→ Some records
** START **

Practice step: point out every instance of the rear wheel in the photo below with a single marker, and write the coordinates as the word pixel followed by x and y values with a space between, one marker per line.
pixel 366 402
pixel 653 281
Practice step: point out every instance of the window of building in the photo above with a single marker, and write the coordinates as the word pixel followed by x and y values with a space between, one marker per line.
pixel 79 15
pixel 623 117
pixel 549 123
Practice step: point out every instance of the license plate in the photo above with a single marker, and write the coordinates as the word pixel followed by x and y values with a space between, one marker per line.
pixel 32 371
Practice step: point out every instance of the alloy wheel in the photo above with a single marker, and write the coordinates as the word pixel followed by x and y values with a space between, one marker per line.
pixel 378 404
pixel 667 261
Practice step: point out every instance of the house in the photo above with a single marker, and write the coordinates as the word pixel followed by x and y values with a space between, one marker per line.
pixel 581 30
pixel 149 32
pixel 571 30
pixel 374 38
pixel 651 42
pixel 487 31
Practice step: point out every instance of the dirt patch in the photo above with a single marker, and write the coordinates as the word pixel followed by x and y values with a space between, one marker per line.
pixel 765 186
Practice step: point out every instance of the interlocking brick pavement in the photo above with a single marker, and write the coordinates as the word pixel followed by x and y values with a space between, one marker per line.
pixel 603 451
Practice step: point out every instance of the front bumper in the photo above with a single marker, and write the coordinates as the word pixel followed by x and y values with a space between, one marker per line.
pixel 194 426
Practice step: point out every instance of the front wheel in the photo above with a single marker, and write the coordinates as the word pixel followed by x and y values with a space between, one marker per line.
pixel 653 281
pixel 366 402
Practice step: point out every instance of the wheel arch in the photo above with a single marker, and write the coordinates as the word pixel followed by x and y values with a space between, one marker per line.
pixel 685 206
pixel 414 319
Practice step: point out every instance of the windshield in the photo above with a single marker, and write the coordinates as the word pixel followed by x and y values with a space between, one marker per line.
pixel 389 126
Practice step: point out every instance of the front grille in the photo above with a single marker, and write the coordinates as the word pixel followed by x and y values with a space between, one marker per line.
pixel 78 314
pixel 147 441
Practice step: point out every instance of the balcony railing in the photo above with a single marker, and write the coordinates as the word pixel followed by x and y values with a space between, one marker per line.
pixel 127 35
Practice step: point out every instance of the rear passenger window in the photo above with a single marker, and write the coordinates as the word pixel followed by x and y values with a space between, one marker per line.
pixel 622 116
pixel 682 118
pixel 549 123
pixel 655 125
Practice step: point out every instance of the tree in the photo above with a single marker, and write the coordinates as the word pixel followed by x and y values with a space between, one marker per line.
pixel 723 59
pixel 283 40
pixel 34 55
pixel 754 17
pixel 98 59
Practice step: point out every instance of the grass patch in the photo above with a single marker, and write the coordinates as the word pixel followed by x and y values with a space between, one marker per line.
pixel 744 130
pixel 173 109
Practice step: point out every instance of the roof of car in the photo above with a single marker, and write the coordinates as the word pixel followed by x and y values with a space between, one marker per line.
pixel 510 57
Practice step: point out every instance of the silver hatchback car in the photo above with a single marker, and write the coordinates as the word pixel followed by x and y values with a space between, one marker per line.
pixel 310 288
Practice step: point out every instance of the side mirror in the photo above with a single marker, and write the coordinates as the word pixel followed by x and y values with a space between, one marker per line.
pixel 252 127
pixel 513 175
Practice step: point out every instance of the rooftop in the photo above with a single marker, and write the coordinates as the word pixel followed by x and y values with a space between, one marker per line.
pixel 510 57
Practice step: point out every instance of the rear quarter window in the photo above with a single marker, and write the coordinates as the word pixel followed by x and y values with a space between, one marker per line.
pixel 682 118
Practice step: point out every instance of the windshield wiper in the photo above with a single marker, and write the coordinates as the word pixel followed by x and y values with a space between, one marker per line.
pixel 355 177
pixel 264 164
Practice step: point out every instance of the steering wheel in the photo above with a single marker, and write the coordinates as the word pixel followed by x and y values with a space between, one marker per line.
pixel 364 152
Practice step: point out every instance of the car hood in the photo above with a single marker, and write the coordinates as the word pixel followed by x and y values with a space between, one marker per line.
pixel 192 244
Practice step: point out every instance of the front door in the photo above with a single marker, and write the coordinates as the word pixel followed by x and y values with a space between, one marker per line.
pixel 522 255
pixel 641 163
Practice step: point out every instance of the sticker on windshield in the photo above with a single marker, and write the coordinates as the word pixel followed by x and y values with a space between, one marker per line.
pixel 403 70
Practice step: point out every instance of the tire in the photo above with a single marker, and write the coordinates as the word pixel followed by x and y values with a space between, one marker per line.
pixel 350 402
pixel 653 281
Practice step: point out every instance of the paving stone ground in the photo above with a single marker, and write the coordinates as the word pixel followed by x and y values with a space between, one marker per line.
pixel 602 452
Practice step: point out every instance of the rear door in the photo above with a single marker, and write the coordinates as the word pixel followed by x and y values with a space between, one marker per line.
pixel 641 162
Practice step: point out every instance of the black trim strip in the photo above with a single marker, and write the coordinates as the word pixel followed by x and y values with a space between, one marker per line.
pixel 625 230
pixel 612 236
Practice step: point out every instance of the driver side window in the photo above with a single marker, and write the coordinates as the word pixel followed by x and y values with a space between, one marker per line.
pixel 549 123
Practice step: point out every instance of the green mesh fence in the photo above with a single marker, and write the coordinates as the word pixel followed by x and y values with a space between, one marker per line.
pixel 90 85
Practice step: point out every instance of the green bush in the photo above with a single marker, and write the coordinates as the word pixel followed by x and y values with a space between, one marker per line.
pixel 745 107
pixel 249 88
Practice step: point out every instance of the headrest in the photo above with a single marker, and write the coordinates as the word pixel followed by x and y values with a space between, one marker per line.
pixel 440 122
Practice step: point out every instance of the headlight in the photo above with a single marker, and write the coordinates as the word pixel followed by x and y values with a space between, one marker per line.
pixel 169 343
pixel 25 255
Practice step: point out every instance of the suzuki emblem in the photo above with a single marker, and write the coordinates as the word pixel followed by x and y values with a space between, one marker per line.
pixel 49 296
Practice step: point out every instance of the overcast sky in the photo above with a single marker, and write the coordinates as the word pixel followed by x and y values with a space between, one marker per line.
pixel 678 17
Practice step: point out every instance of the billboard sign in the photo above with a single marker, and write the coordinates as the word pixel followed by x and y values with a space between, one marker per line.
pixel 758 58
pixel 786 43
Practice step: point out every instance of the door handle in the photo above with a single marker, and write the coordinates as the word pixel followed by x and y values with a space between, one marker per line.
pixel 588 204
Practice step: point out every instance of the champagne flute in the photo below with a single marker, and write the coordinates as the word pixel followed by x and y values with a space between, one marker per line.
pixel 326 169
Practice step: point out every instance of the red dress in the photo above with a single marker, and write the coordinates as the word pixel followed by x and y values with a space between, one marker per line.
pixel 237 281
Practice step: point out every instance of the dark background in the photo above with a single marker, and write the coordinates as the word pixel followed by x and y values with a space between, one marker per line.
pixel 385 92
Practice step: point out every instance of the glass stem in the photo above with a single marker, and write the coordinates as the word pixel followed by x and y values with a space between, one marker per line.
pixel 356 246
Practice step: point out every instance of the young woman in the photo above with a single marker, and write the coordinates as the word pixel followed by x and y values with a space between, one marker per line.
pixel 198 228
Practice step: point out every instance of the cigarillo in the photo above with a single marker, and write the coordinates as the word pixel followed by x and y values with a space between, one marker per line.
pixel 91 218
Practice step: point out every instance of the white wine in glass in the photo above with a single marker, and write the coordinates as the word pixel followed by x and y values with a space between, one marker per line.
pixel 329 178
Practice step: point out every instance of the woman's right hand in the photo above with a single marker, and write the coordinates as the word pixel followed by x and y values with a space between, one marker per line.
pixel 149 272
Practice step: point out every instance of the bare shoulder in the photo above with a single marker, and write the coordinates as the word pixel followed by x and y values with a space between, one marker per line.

** END **

Rewrite the stretch of the listing from the line containing "Practice step: point out every instance of the suzuki" through the line containing "pixel 91 218", changing "cigarillo" to "cigar" and leaving everything else as it is.

→ EXERCISE SOLUTION
Practice step: point out every instance of the suzuki emblem in the photo above with a single marker, and write the coordinates as the word pixel followed by x and y values with a space between, one marker per line.
pixel 49 296
Practice step: point out every instance of the overcast sky in the photo above with a single marker, and write the coordinates as the word pixel followed by x and y values with a space between, one marker per line.
pixel 678 17
Practice step: point out every instance of the billboard sign in the photo above with a single marker, and write the coordinates as the word pixel followed by x and y values with a space between, one marker per line.
pixel 758 58
pixel 786 43
Practice step: point out every instance of the door handle in the photo above with a single marker, and write the coordinates as the word pixel followed by x and y values with a space between, one marker per line.
pixel 588 204
Practice step: point out every instance of the champagne flute in the photo below with a single marker, and write the coordinates as the word pixel followed by x and y values with a space between, one marker per line.
pixel 326 169
Practice step: point out every instance of the red dress in the photo above with a single marker, and write the coordinates as the word pixel followed by x and y values with a space between, one marker per line.
pixel 237 281
Practice step: point out every instance of the dark background in the photo above with a single marker, and write the coordinates as the word pixel followed by x and y values with a space between, one marker per line.
pixel 385 92
Practice step: point out every instance of the glass stem in the photo above with a single marker, and write the coordinates as the word pixel followed by x and y values with a space between, one marker per line.
pixel 356 246
Practice step: point out every instance of the young woman in the photo above with a single marker, and write the coordinates as the word pixel followed by x and y values with a space between, one marker per line.
pixel 198 228
Practice step: point out every instance of the cigar in the photo above with a single marker, and write the coordinates as the word pixel followed by x and y values with a space between, one marker per line.
pixel 91 218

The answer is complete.